##### Document excerpt #####

In connection with the terms of a Purchase Agreement, dated August 7, 2014, among Hudspeth Oil Corporation, a Texas corporation and wholly owned subsidiary of the Company (“Hudspeth”), MPC and Mr. McCabe and pursuant to a participation agreement, dated September 23, 2014, as amended, Mr. McCabe has, at his option, the Back-In Interest after payout and a reversionary interest if drilling obligations are not met, all under the terms and conditions of a participation and development agreement among Hudspeth, MPC and Mr. McCabe. Mr. McCabe also holds a 4.5% overriding royalty interest in the Orogrande acreage. Such Back-In Interest is subject to the above-referenced Contribution Agreement and may be contributed to the Company as described above.

 

Under that certain Farmout Agreement, by and among Hudspeth, Pandora Energy LP, Founders Oil & Gas, LLC, MPC and Mr. McCabe dated as of September 23, 2015, as amended, future well capital spending obligations remained the same 50% contribution from Hudspeth and 50% from Wolfbone Investments, LLC, a Texas limited liability company (“Wolfbone”) until such time as the $40.5 million to be spent on the project. With such $40.5 million threshold being met, Wolfbone will bear 25% of the costs of the wells being drilled in the Orogrande acreage going forward provided that Wolfbone elects to participate in drilling such wells.

 

Additionally, Mr. McCabe owns a controlling interest in Magdalena, an entity that holds a 4.5% overriding royalty interest in the Orogrande acreage. Magdalena’s overriding royalty interest in the Orogrande acreage, which was obtained prior to, and was not a part of any of the transactions with the Company or its subsidiaries.

##### Data #####

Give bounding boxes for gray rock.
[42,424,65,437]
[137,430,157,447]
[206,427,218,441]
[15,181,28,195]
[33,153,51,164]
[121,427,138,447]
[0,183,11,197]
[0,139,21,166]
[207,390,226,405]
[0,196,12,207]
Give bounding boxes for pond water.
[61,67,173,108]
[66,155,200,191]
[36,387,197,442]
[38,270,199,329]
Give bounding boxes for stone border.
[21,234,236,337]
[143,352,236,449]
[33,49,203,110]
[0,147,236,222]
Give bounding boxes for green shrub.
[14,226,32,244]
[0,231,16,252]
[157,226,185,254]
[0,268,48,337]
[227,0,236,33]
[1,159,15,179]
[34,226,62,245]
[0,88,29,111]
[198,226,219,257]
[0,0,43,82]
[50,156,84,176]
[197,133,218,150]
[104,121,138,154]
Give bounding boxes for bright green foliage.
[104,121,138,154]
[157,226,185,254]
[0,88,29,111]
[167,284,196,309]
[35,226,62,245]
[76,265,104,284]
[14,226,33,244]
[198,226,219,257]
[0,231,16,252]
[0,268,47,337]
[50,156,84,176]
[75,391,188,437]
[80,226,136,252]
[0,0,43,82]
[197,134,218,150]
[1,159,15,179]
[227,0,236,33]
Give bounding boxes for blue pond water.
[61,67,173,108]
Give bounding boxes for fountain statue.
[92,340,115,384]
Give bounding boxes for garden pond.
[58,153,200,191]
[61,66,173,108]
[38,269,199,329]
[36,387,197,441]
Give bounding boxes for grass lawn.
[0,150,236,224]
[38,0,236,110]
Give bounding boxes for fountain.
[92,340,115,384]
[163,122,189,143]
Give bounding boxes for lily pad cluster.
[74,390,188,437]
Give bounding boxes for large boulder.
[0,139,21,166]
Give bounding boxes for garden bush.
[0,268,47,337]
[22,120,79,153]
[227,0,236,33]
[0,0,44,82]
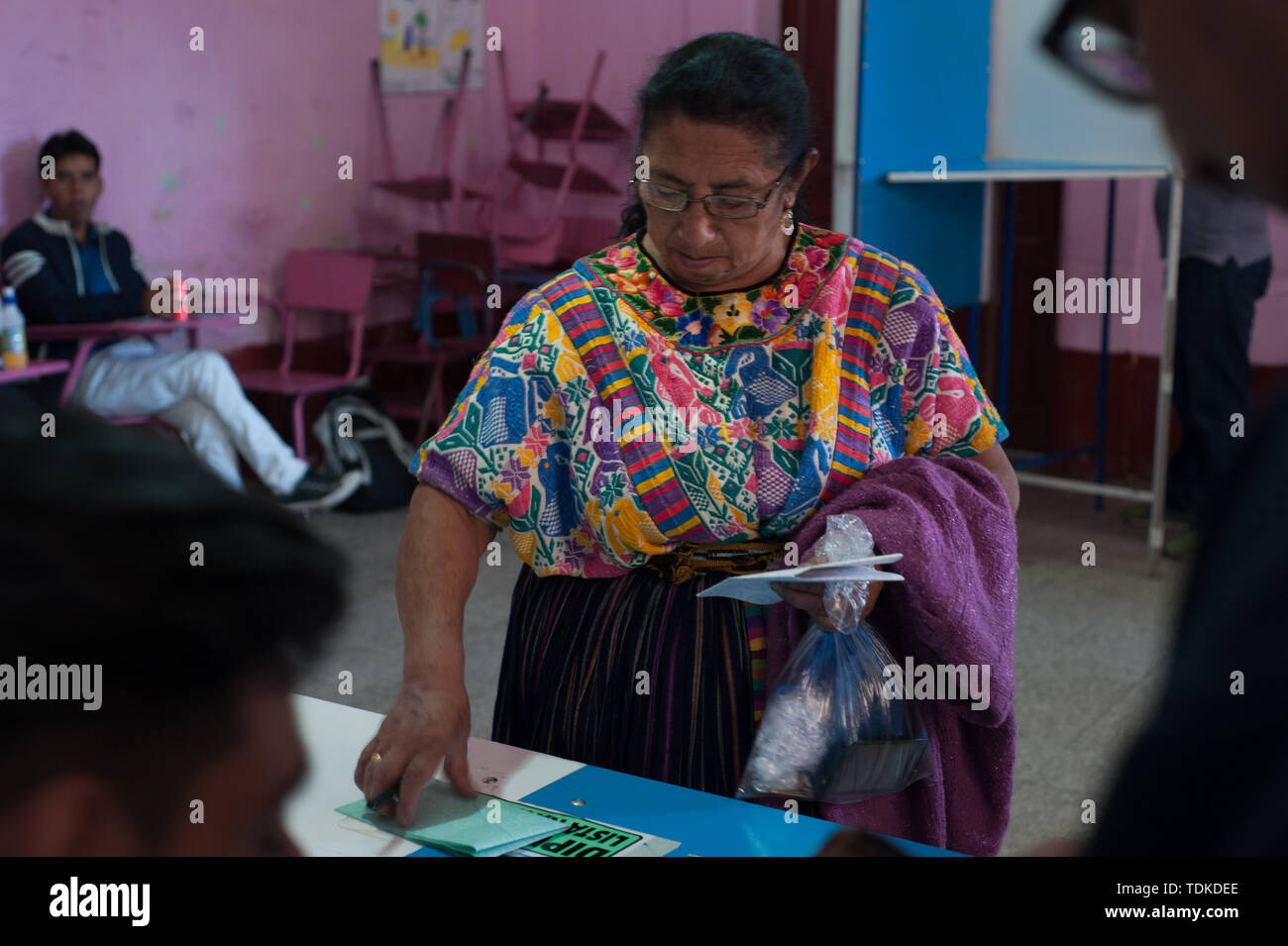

#####

Required work: Condense the paragraph of the document excerpt that begins "In connection with the terms" into a short bulleted list that keeps its main facts.

Full solution:
- Basis: a Purchase Agreement dated August 7, 2014, among Hudspeth Oil Corporation (a Texas corporation and wholly owned subsidiary of the Company, "Hudspeth"), MPC and Mr. McCabe, and a participation agreement dated September 23, 2014, as amended.
- Under a participation and development agreement among Hudspeth, MPC and Mr. McCabe, Mr. McCabe has, at his option, the Back-In Interest after payout and a reversionary interest if drilling obligations are not met.
- Mr. McCabe also holds a 4.5% overriding royalty interest in the Orogrande acreage.
- The Back-In Interest is subject to the Contribution Agreement and may be contributed to the Company.